To do.
Rewrite the stretch of the replenishment and wash system claims from "20. The system" through "two ergonomic handles.", switching "ergonomic" to "molded".

Document segment.
·····

16. A liquid replenishment system for supplying replenishment solutions to maintain a plurality of separate process solutions at predetermined levels in a plurality of separate tanks, the system comprising:

a plurality of cartridges for holding a plurality of separate replenishment solutions;

a plurality of means for supplying one of the replenishment solutions to a corresponding one of the plurality of process solutions; and

a support for supporting the plurality of cartridges in respective supported positions, the support having means for aligning and positioning that allows each of the plurality of cartridges only into its respective supported position.

17. The system of claim 16, wherein the support comprises a plurality of cartridge locating protrusions for positioning in indentations in the cartridges.

18. The system of claim 17, wherein pairs of the protusions and corresponding pairs of the indentations are offset or shaped differently with respect to the other pairs of the protrusions and the indentations to permit each of the cartridges to mount on the support in only one predetermined cartridge receiving positions.

19. The system of claim 18, wherein at least one of the pairs of the indentations are in each of the cartridges.

20. The system of claim 16, wherein the cartridges are shaped to be positioned immediately adjacent to at least one of the other of the cartridges for compact packaging.

21. The system of claim 16, wherein each of the cartridges includes two ergonomic handles.

22. A wash system for washing chemicals off a sheet or web of material with a wash solution, the system comprising:

first wash tank having a drain;

a second wash tank having a first overflow weir;

means for transporting the material through wash solution in the first tank and then the second wash tank;

means for directing the wash solution in order through the second tank, over the second tank overflow weir, the first tank and the drain; and

means for replenishing wash solution to the second tank at no more than about 50 milliliters per square foot (538.2 milliliters per square meter) of material washed.

23. The wash system of claim 22, wherein the chemicals comprise process developer solution and process fixer solution.

24. The wash system of claim 22, wherein the wash solution in the first and second tanks is at the same level when the system is operating.

25. The wash system of claim 22, further comprising:

a first overflow well for receiving solution that flows from the second tank over the first overflow weir, the first overflow well having a second overflow weir;

a second overflow well for receiving solution that flows from the first overflow well over the second overflow weir; and wherein

the directing means comprises means for pumping solution from the second overflow weir through the first tank.

26. The wash system of claim 25, wherein the pumping means is adapted to pump solution from the second overflow well through the pumping means into the first tank.

27. The wash system of claim 25, wherein the pumping means is adapted to pump solution from the first tank through the pumping means and then the second overflow well to force solution in the second overflow into the first tank.

·····

Phrase grounding data

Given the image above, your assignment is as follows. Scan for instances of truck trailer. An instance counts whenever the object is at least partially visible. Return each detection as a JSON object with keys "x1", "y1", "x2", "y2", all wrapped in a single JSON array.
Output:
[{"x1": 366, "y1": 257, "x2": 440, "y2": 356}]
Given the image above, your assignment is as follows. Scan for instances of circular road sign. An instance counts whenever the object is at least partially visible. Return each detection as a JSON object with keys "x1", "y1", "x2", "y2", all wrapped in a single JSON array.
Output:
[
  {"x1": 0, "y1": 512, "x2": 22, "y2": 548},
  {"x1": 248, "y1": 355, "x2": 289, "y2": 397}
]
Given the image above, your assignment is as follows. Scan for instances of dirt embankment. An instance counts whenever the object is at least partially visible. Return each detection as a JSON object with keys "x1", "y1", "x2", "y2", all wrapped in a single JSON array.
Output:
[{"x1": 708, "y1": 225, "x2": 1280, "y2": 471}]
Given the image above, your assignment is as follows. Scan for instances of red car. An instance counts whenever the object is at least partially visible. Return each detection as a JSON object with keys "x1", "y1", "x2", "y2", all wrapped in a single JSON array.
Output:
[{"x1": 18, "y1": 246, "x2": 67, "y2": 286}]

·····

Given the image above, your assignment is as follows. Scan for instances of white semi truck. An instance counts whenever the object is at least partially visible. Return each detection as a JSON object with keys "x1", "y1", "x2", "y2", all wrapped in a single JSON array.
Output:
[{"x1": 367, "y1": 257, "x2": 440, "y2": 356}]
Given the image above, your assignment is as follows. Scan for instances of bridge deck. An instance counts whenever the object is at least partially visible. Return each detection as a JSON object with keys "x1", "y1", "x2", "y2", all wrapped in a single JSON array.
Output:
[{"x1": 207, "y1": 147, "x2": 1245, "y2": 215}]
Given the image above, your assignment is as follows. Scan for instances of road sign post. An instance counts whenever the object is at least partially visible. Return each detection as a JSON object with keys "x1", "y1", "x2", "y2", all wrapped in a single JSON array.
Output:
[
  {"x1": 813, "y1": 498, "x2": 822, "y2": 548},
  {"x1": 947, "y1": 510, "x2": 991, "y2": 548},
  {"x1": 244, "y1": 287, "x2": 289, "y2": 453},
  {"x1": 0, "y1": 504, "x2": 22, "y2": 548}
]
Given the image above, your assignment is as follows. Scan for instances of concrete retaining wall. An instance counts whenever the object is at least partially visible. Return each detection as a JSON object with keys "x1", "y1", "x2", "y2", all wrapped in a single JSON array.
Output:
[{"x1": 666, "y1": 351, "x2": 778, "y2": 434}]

·····

Exercise solution.
20. The system of claim 16, wherein the cartridges are shaped to be positioned immediately adjacent to at least one of the other of the cartridges for compact packaging.

21. The system of claim 16, wherein each of the cartridges includes two molded handles.